◆ Text extract ◆
....

For example, some positions might have higher salaries than others, but you currently can't look at individual positions because they are all in one column.

Since you can't examine text data, the code below will to split each position out into it's own column, and indicate with a `1` or `0` whether the player played that position. While there may seem like better ways to view this data from a human perspective, this is considered *'best practice'* in data science.

The code below splits out the selected column (`Position`) into its own `dataframe`, making each value a new column. It then stores the 'dummy' dataframe in a new variable called `position_dummies`.

In [None]:
# Helper function for splitting out text data that differs by column, but is representing a category
# like genre, or artist, but not something track name
position_dummies = pd.get_dummies(nba_data["Position"])
position_dummies

This process creates new columns. The cell below stores all these new column header names in a variable called `team_dummies_columns` so that you can easily look it up later if you need.

....

◆ Dataset ◆
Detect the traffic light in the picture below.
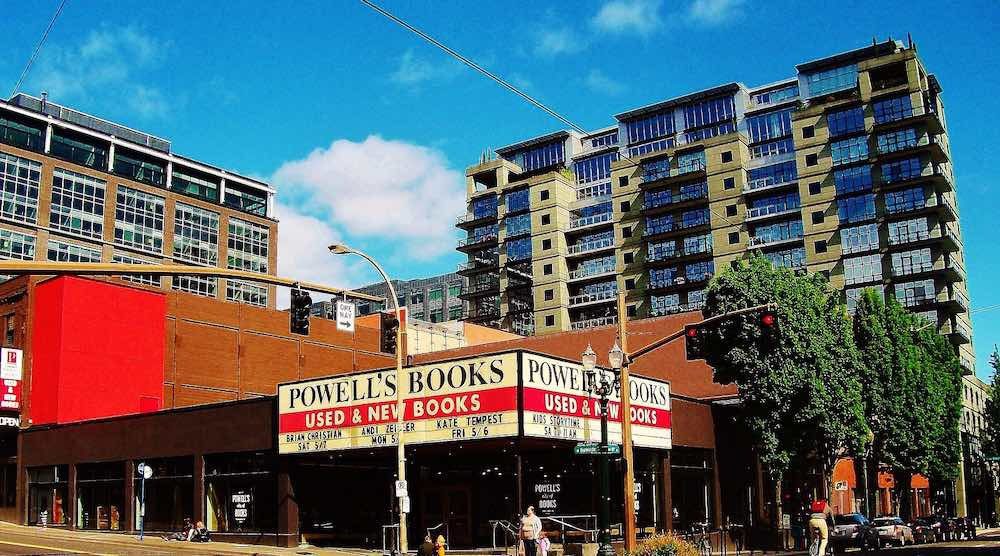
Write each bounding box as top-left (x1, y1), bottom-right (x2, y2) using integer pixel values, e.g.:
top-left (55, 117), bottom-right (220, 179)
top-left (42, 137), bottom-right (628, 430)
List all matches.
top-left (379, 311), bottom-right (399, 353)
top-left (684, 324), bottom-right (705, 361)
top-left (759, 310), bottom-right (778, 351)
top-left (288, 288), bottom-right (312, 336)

....

◆ Direction 1 ◆
Can you switch "salaries" to "wages" in the passage on splitting out positions and write it out from "For example, some" up to and including "in data science."?
◆ Direction 2 ◆
Can you echo the listing word for word from its first line up to and including the line with "top-left (684, 324), bottom-right (705, 361)", leaving out the pictures?
The listing and the passage on splitting out positions come from unrelated sources.

◆ Correct response 1 ◆
For example, some positions might have higher wages than others, but you currently can't look at individual positions because they are all in one column.

Since you can't examine text data, the code below will to split each position out into it's own column, and indicate with a `1` or `0` whether the player played that position. While there may seem like better ways to view this data from a human perspective, this is considered *'best practice'* in data science.

◆ Correct response 2 ◆
Detect the traffic light in the picture below.
Write each bounding box as top-left (x1, y1), bottom-right (x2, y2) using integer pixel values, e.g.:
top-left (55, 117), bottom-right (220, 179)
top-left (42, 137), bottom-right (628, 430)
List all matches.
top-left (379, 311), bottom-right (399, 353)
top-left (684, 324), bottom-right (705, 361)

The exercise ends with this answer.